== WHAT IS BEING ASKED ==
Copy the listing below from the line containing "Pretty please, detect the bare branch" down to the end of the listing, changing "misty" to "foggy" and leaving everything else as it is.
+--
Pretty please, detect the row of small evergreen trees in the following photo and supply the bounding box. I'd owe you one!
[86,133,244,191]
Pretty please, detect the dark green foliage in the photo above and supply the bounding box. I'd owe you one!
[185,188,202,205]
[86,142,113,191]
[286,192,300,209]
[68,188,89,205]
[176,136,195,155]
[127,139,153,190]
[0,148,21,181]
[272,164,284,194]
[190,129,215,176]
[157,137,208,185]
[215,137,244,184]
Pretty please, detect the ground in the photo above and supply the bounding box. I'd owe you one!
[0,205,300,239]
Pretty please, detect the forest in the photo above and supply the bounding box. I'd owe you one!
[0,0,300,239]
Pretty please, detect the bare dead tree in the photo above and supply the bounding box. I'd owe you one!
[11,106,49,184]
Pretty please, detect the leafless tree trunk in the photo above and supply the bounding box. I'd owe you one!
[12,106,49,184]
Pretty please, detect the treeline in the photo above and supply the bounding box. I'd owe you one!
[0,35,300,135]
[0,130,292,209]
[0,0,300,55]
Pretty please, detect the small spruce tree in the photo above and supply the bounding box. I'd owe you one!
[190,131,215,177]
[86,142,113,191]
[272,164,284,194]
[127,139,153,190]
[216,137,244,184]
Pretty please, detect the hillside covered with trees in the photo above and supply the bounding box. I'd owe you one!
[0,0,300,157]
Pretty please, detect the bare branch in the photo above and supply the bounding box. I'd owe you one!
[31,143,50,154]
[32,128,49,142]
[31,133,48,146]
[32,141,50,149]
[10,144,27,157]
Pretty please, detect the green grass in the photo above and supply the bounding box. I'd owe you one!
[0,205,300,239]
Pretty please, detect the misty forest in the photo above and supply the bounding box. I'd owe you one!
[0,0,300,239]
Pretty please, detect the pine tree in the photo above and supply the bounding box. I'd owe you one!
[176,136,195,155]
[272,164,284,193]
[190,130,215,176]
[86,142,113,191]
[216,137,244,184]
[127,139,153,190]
+--
== TASK RESULT ==
Pretty please, detect the bare branch in the photo above and supply the bounding box. I'd owe you one!
[31,143,50,154]
[32,128,49,142]
[31,133,48,146]
[32,141,50,149]
[10,144,27,157]
Pretty please, detect the green grass in the photo above and supply the bounding box. I'd owe you one!
[0,205,300,239]
Pretty please, detect the foggy forest in the photo above and supply the bounding box. I'd owe you one!
[0,0,300,239]
Pretty please, detect the pine tree in the photo above and supply the bounding box. I'd owe you one!
[176,136,195,155]
[272,164,284,193]
[190,130,215,176]
[86,142,113,191]
[216,137,244,184]
[127,139,153,190]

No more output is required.